» HOW TO COMPLETE THIS TASK
Without including any picture, copy the entries that follow word for word.

» Stored items from a collection

Segment Open

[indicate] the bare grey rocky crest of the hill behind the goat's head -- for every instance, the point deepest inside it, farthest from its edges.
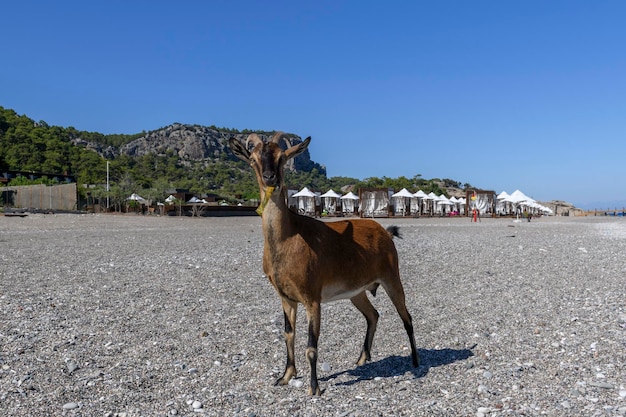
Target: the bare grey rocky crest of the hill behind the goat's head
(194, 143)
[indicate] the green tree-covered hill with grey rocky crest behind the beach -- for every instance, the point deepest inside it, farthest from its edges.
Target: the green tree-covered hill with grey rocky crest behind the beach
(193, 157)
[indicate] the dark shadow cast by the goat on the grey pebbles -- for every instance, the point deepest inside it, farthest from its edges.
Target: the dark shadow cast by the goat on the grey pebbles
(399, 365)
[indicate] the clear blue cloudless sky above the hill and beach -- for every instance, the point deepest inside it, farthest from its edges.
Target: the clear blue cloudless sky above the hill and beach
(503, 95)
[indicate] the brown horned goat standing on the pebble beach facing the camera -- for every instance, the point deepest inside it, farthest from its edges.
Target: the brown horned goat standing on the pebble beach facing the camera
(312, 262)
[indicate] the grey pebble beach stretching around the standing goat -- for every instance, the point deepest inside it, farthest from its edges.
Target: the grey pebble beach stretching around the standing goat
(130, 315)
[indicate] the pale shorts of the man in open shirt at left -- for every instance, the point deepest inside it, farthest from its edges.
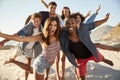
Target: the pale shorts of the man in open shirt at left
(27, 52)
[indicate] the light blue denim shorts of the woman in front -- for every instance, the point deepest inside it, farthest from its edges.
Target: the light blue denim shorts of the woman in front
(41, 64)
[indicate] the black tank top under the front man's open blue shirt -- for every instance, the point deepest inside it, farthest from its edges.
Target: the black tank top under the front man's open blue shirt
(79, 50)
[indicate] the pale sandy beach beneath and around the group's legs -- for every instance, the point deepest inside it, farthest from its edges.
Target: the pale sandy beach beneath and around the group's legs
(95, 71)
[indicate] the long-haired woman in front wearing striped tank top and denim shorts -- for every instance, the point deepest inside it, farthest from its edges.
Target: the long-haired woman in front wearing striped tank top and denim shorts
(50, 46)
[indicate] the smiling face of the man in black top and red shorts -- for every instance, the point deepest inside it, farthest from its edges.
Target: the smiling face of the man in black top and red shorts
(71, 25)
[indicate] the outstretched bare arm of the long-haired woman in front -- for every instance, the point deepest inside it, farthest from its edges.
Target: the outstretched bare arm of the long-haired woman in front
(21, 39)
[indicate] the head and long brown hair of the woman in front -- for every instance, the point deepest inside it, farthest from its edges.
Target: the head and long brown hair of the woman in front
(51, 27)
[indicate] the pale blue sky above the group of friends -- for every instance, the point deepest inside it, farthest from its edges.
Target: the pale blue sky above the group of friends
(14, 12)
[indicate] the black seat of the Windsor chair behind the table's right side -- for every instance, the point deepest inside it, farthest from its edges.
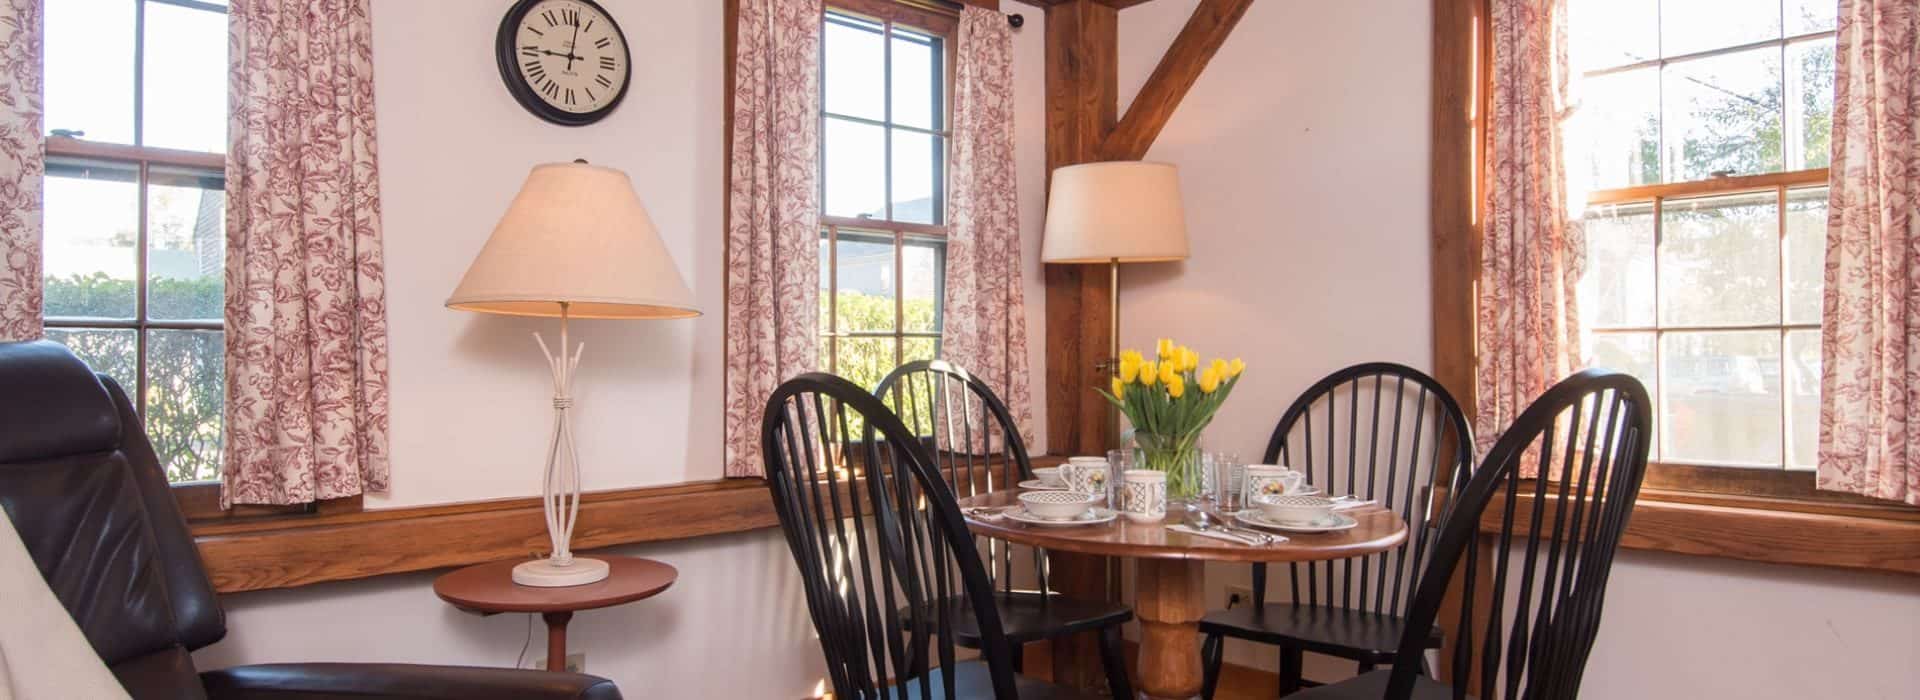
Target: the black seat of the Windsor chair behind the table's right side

Segment Closed

» RESPONSE TO THE TASK
[indicate] the bare grey rocky crest of the hill behind the goat's head -- for every instance, the point deepest inside it, farthest from its edges.
Target: the bare grey rocky crest of the hill behind the goat's head
(194, 143)
[indicate] the green tree-covered hill with grey rocky crest behind the beach -- for every instance, the point deepest inside it, farthest from its edges.
Target: the green tree-covered hill with grey rocky crest behind the beach
(193, 157)
[indicate] the dark shadow cast by the goat on the grey pebbles -- for every instance, the point deepest inside it, farthest from its edges.
Target: the dark shadow cast by the goat on the grey pebbles
(399, 365)
[indicate] the clear blue cloudless sky above the hill and beach -- for every instance, the point deepest inside it, farthest from its edges.
Target: the clear blue cloudless sky above the hill and beach
(503, 95)
[indicate] the brown horned goat standing on the pebble beach facing the camera -- for every instance, the point deepest inside it, farthest from its edges.
Target: the brown horned goat standing on the pebble beach facing the camera
(312, 262)
[indicate] the grey pebble beach stretching around the standing goat -- for every instance, the point deepest inside it, farthest from its edges.
Target: the grey pebble beach stretching around the standing goat
(130, 315)
[indicate] the pale shorts of the man in open shirt at left -- for every instance, the point deepest inside it, farthest from its edges.
Target: the pale shorts of the man in open shirt at left
(27, 52)
[indicate] the light blue denim shorts of the woman in front -- for every instance, the point deepest inside it, farthest from its edges.
Target: the light blue denim shorts of the woman in front
(41, 64)
[indicate] the black tank top under the front man's open blue shirt -- for every instance, the point deepest inside it, farthest from its edges.
Target: the black tank top under the front man's open blue shirt
(79, 50)
[indicate] the pale sandy beach beneath and around the group's legs -- for every instance, the point deepest inside it, farthest from its edges.
Target: the pale sandy beach beneath and around the group's legs
(95, 71)
[indicate] the long-haired woman in front wearing striped tank top and denim shorts -- for every instance, the point deepest inside it, farthest from its edges.
Target: the long-haired woman in front wearing striped tank top and denim shorts
(50, 46)
[indicate] the smiling face of the man in black top and red shorts -- for every instance, the point deepest inside it, farthest from its edges.
Target: the smiling face of the man in black top and red shorts
(71, 25)
[indicate] the outstretched bare arm of the long-haired woman in front -- for every instance, the point deepest inside it, farthest from its edges.
Target: the outstretched bare arm of the long-haired woman in front
(21, 39)
[indicate] the head and long brown hair of the woman in front -- for every instance, the point deepest inside it, farthest from its edges.
Target: the head and long brown hair of the woman in front
(51, 27)
[indicate] the pale blue sky above the group of friends -- for every instance, the point deepest inside it, farthest from its edges.
Target: the pale blue sky above the group of friends
(14, 12)
[indicate] the black seat of the Windsor chair behind the table's right side -- for every instance, the point deepest inside it, farthest from its edges.
Target: the black seat of the Windsor chair behind the table's right side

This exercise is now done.